Aus denselben Gründen ist auch der Ausbau der Kontrollinstrumente zu begrüßen, die zukünftig Mißbräuchen bei der Führung von Treuhandschaften vorbeugen sollen. Bedauerlich daran ist allerdings, daß die Anwaltschaft hier nicht längst dem Vorbild des Notariats gefolgt ist, das dafür strenge berufsrechtliche Vorschriften kennt und über ein zentrales Treuhandregister verfügt.

Diesen positiven Aspekten – oder zumindest unvermeidlichen Veränderungen – stehen aus meiner Sicht freilich so erhebliche Kritikpunkte gegenüber, daß meine Fraktion dieser Novelle nicht zustimmen kann.

Was sind nun die Hauptbedenken? – Zunächst ist unverständlich, weshalb heute eine Novelle beschlossen wird, die zwar durchaus auch dringliche Anliegen erledigt, die aber weitere, bereits längst absehbare Probleme bewußt offenläßt.

▶ Rohdaten

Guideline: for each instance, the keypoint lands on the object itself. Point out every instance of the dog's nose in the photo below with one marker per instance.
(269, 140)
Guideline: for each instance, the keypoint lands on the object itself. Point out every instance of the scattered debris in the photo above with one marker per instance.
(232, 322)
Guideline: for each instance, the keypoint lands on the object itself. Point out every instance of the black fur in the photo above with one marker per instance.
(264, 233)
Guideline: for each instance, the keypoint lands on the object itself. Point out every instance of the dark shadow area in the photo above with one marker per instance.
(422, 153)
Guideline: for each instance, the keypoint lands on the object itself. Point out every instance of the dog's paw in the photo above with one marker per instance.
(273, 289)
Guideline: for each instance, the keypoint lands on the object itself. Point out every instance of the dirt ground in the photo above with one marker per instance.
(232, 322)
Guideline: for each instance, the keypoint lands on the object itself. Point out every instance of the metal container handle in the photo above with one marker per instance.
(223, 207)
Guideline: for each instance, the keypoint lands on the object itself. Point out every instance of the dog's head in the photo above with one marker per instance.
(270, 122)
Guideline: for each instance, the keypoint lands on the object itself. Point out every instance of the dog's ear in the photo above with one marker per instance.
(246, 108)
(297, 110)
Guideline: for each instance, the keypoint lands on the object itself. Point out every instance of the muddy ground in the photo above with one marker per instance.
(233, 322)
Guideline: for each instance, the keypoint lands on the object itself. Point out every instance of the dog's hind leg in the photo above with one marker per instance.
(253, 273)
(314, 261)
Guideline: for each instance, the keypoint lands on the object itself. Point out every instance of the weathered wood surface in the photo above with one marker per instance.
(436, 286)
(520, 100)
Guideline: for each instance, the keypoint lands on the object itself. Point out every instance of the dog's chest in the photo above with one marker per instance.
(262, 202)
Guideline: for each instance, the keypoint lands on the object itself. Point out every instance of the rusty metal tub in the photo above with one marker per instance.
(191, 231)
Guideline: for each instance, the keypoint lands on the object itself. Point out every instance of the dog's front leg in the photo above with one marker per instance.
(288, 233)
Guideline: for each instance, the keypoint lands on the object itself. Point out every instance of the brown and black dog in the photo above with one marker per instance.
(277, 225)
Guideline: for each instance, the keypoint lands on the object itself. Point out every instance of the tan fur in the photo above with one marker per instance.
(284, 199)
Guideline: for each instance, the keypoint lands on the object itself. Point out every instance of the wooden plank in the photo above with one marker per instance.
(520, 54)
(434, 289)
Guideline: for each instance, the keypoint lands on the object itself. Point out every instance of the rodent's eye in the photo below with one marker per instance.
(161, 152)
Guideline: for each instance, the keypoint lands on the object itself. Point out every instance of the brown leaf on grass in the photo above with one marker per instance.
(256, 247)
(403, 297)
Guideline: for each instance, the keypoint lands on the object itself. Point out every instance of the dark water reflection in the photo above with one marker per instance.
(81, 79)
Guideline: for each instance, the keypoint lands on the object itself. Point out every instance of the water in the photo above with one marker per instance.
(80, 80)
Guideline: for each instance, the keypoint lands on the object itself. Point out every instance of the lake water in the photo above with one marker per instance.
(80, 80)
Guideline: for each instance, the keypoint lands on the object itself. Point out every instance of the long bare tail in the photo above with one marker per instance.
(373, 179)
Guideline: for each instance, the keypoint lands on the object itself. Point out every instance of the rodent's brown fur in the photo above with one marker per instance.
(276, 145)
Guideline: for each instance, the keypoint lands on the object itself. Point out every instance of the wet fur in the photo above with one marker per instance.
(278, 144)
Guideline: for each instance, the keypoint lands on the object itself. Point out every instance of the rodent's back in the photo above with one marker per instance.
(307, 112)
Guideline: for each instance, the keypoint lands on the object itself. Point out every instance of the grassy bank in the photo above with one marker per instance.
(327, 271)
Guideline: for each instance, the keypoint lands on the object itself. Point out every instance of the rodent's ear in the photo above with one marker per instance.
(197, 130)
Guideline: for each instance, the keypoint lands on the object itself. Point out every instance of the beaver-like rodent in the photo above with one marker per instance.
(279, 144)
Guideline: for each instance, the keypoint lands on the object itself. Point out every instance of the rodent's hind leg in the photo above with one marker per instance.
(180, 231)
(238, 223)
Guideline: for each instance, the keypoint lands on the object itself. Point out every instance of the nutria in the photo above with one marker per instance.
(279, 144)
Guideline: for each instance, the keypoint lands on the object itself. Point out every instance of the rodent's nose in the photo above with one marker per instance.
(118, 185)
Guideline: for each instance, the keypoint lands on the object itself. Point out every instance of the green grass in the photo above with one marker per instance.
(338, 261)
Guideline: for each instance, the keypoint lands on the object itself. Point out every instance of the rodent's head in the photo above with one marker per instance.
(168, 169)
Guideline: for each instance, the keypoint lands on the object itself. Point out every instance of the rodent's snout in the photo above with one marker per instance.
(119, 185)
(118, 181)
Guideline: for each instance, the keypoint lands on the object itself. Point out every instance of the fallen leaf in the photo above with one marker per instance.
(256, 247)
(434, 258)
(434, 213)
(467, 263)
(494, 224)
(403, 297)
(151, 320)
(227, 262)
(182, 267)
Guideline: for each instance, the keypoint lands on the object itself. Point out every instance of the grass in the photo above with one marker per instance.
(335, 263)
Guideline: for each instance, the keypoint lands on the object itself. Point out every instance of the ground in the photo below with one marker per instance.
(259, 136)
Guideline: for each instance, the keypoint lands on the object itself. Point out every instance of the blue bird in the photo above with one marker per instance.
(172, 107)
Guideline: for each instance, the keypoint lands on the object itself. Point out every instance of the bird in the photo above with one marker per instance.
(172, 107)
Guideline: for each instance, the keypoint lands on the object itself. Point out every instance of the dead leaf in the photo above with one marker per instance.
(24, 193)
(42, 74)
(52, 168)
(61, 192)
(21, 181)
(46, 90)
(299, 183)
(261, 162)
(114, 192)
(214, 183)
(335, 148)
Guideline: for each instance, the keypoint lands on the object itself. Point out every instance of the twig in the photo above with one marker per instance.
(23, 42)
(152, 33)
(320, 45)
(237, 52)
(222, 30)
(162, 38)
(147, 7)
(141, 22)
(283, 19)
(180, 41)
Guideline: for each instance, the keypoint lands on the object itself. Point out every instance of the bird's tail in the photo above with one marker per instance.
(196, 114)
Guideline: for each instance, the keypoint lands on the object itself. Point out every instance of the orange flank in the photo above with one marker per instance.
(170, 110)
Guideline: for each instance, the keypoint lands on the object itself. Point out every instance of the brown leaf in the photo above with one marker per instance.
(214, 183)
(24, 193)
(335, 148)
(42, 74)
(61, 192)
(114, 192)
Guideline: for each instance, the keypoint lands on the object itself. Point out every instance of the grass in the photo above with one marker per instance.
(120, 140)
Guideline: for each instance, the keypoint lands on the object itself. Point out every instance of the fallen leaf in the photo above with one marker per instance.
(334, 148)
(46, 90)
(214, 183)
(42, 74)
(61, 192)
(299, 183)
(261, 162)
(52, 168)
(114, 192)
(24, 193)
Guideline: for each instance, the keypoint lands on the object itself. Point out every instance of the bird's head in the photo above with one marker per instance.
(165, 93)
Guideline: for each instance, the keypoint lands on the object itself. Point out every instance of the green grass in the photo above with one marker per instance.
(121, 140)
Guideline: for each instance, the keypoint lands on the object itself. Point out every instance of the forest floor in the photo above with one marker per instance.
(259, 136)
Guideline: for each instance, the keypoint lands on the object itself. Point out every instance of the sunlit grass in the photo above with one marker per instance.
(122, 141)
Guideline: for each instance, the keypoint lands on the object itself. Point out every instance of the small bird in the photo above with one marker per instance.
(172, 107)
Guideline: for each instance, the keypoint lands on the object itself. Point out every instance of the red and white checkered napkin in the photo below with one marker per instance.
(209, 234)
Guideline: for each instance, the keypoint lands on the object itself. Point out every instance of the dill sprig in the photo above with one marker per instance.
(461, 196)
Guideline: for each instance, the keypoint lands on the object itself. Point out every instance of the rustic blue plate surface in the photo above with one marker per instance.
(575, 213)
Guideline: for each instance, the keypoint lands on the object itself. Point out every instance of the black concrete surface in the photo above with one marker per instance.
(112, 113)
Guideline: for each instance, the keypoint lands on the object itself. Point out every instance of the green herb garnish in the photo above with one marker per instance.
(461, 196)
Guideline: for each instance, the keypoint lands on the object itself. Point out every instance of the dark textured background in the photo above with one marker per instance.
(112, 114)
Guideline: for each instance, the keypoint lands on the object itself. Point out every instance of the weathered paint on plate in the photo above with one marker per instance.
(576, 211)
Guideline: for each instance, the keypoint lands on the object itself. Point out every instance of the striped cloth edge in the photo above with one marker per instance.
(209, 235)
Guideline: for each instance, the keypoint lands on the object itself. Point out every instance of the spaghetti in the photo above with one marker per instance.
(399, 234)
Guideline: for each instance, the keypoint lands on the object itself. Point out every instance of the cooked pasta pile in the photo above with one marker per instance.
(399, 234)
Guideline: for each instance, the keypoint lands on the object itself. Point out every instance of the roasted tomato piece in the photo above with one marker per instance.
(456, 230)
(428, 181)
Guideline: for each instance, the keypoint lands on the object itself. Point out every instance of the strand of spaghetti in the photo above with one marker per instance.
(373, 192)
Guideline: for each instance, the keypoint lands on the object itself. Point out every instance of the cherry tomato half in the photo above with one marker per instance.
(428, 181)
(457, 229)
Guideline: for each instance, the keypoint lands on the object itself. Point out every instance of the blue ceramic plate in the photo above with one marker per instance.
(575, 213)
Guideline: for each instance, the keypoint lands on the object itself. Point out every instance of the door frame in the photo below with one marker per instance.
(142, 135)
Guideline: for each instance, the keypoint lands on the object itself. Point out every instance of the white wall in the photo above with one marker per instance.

▶ Aufgabe 1
Über welches zentrale Register verfügt das Notariat laut dem Textauszug?
▶ Aufgabe 2
Schreiben Sie den Textauszug von „Aus denselben Gründen“ bis „Probleme bewußt offenläßt.“ wortgetreu ab.

▶ Vollständige Antwort 1
Über ein zentrales Treuhandregister.

▶ Vollständige Antwort 2
Aus denselben Gründen ist auch der Ausbau der Kontrollinstrumente zu begrüßen, die zukünftig Mißbräuchen bei der Führung von Treuhandschaften vorbeugen sollen. Bedauerlich daran ist allerdings, daß die Anwaltschaft hier nicht längst dem Vorbild des Notariats gefolgt ist, das dafür strenge berufsrechtliche Vorschriften kennt und über ein zentrales Treuhandregister verfügt.

Diesen positiven Aspekten – oder zumindest unvermeidlichen Veränderungen – stehen aus meiner Sicht freilich so erhebliche Kritikpunkte gegenüber, daß meine Fraktion dieser Novelle nicht zustimmen kann.

Was sind nun die Hauptbedenken? – Zunächst ist unverständlich, weshalb heute eine Novelle beschlossen wird, die zwar durchaus auch dringliche Anliegen erledigt, die aber weitere, bereits längst absehbare Probleme bewußt offenläßt.